─── EXCERPT ───

1.. _NEP22:
2
3===========================================================
4NEP 22 — Duck typing for NumPy arrays – high level overview
5===========================================================
6
7:Author: Stephan Hoyer <shoyer@google.com>, Nathaniel J. Smith <njs@pobox.com>
8:Status: Final
9:Type: Informational
10:Created: 2018-03-22
11:Resolution: https://mail.python.org/pipermail/numpy-discussion/2018-September/078752.html
12
13Abstract
14--------
15
16We outline a high-level vision for how NumPy will approach handling
17“duck arrays”. This is an Informational-class NEP; it doesn’t
18prescribe full details for any particular implementation. In brief, we
19propose developing a number of new protocols for defining
20implementations of multi-dimensional arrays with high-level APIs
21matching NumPy.
22
23
24Detailed description
25--------------------
26
27Traditionally, NumPy’s ``ndarray`` objects have provided two things: a
28high level API for expression operations on homogeneously-typed,
29arbitrary-dimensional, array-structured data, and a concrete
30implementation of the API based on strided in-RAM storage. The API is
31powerful, fairly general, and used ubiquitously across the scientific
32Python stack. The concrete implementation, on the other hand, is
33suitable for a wide range of uses, but has limitations: as data sets
34grow and NumPy becomes used in a variety of new environments, there
35are increasingly cases where the strided in-RAM storage strategy is
36inappropriate, and users find they need sparse arrays, lazily
37evaluated arrays (as in dask), compressed arrays (as in blosc), arrays
38stored in GPU memory, arrays stored in alternative formats such as
39Arrow, and so forth – yet users still want to work with these arrays
40using the familiar NumPy APIs, and re-use existing code with minimal
41(ideally zero) porting overhead. As a working shorthand, we call these
42“duck arrays”, by analogy with Python’s “duck typing”: a “duck array”

───

▶ **STATED GOAL**: In the NEP 22 overview, what kind of storage does NumPy's concrete implementation of the ndarray API rely on?

─── RAW DATA ───

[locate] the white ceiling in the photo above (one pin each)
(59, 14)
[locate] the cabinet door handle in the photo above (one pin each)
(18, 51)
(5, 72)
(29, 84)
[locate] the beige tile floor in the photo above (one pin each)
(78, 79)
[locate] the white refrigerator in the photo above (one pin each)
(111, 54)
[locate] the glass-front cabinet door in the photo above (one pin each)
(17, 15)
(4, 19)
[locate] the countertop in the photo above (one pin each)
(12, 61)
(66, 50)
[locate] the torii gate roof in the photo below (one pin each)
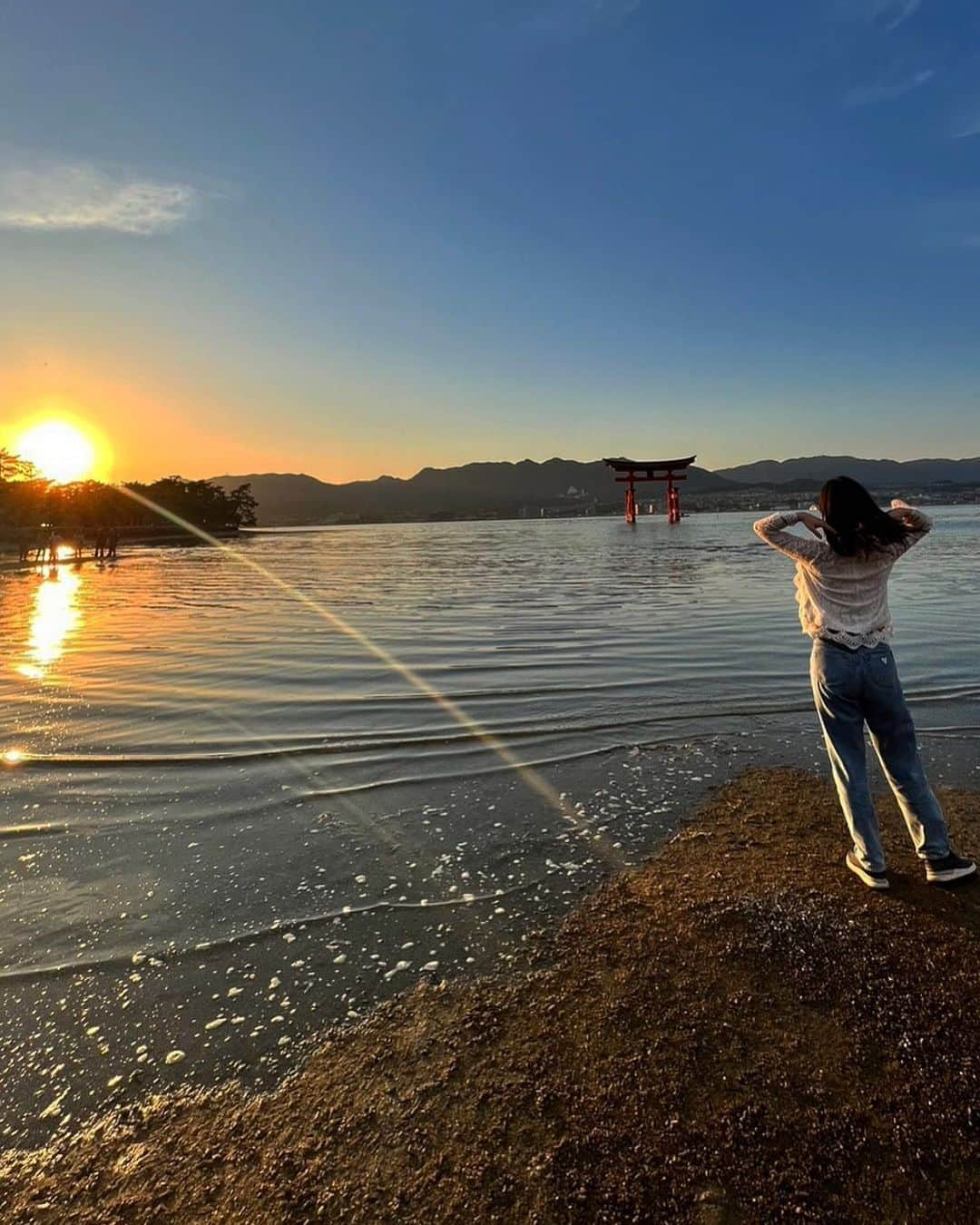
(622, 465)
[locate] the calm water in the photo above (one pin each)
(258, 795)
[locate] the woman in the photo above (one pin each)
(842, 588)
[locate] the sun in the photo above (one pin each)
(59, 450)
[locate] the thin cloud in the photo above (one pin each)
(81, 198)
(886, 91)
(570, 17)
(965, 130)
(889, 14)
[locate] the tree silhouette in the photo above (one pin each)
(16, 468)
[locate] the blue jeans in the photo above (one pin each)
(858, 688)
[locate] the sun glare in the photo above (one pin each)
(59, 450)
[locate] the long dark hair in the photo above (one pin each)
(859, 524)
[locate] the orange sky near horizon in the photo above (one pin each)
(154, 430)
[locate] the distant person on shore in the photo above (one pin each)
(842, 590)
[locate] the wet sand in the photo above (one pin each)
(738, 1031)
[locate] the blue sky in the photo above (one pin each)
(352, 238)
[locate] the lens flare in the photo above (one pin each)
(601, 847)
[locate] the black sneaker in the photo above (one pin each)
(949, 867)
(872, 879)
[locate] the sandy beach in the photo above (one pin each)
(734, 1032)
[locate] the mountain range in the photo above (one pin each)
(501, 489)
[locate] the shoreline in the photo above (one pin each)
(685, 1050)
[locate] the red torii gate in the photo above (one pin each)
(630, 472)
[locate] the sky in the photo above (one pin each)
(368, 237)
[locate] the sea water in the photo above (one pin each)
(250, 791)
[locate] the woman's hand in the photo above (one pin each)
(900, 511)
(814, 524)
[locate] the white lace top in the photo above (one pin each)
(842, 599)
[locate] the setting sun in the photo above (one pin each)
(59, 450)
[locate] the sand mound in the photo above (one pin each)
(738, 1032)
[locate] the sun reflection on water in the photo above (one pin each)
(54, 618)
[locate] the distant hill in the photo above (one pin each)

───

▶ **PROBLEM SOLUTION**: Strided in-RAM storage.